* _SELECTED EXTRACT_:
Greg Stejskal served as an FBI agent for 31 years and retired as resident agent in charge of the Ann Arbor office.
By Greg Stejskal
Like the mountain in one of Aesop’s fables, Special Counsel John Durham labored mightily and brought forth a mouse.
In May, after a four-year investigation, Durham delivered his final report regarding his investigation into the Department of Justice/FBI investigation of Russian interference in the 2016 presidential election. The 306-page report contained no evidence of politically motivated misconduct in the FBI’s decision to initiate the Russian investigation nor in its pursuit of the inquiry.
The report did recount flaws in the investigation that were previously reported by the DOJ Inspector General Michael Horowitz. But IG Horowitz had concluded that there was no evidence that the FBI’s actions were politically motivated. He also concluded that the FBI was justified in initiating a “full investigation” based on a tip provided by an Australian diplomat.
In May 2016, the diplomat while in a London pub was told by George Papadopoulas, a foreign policy advisor to Donald Trump’s 2016 campaign, that one of the reasons Trump would win was the Russians had information that would be damaging to Hillary Clinton, which they would release anonymously. After the pub conversation, the Russians did release information through Wikileaks that had been hacked from the Democratic National Committee emails which was damaging to the Clinton campaign.
This lead and the initiation of the FBI investigation, dubbed “Crossfire Hurricane,” happened several months before the FBI became aware of the so-called Steele Dossier. When the FBI did learn of the Dossier, its credibility was questioned by the FBI – specifically by Deputy Assistant Director Peter Strzok. Later Strzok’s anti-Trump texts between he and Lisa Page, an FBI employee, became public resulting in allegations of political bias in the investigation. Neither IG Horowitz nor Durham found any politically biased misconduct in the investigation and specifically no such conduct by Strzok. (When Robert Mueller took over the investigation as special counsel, he removed Strzok from the investigation.)
Trump Fires Comey
When Trump became president, he wanted the investigation of Russia’s efforts to influence the 2016 election closed. When FBI Director James Comey didn’t end the investigation, Trump fired him. Trump’s then Attorney General Jeff Sessions had previously recused himself from overseeing the Russian investigation as he was a potential witness. The firing of Comey resulted in Sessions appointing a special counsel, Robert Mueller, to lead the Russian investigation. (Session’s recusal and the appointing of a special counsel incurred the wrath of Trump, and in 2018 Sessions resigned at the behest of Trump.)
Mueller’s team of experienced federal prosecutors and FBI agents continued to pursue the Russian investigation, and it lasted about two years.

* _REQUIREMENT_: Can you write out, word for word, everything in the piece on the Durham report from "In May 2016, the" down to "the Clinton campaign."?

* _LISTED RECORDS_:

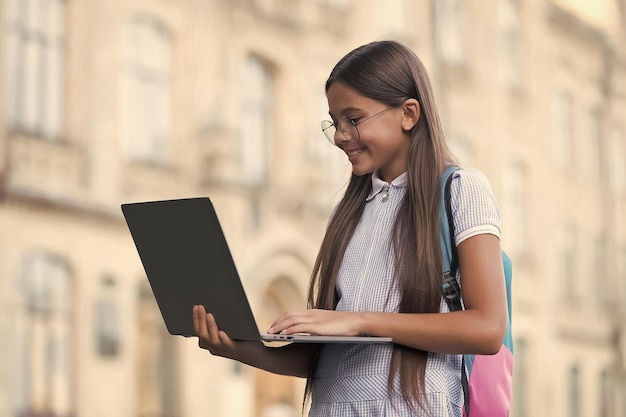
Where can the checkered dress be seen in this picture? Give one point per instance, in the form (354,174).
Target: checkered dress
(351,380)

---

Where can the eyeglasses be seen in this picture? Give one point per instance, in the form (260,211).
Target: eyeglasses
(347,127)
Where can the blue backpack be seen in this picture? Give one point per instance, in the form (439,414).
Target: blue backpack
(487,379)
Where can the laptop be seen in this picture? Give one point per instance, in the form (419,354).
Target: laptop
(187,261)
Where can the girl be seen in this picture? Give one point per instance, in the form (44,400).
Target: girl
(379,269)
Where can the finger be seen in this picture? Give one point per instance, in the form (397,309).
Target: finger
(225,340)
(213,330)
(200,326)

--

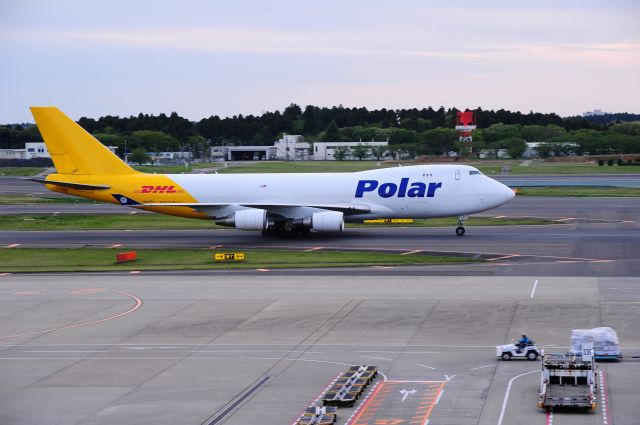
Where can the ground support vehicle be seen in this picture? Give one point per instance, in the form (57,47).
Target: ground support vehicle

* _TASK SOLUTION_:
In May 2016, the diplomat while in a London pub was told by George Papadopoulas, a foreign policy advisor to Donald Trump’s 2016 campaign, that one of the reasons Trump would win was the Russians had information that would be damaging to Hillary Clinton, which they would release anonymously. After the pub conversation, the Russians did release information through Wikileaks that had been hacked from the Democratic National Committee emails which was damaging to the Clinton campaign.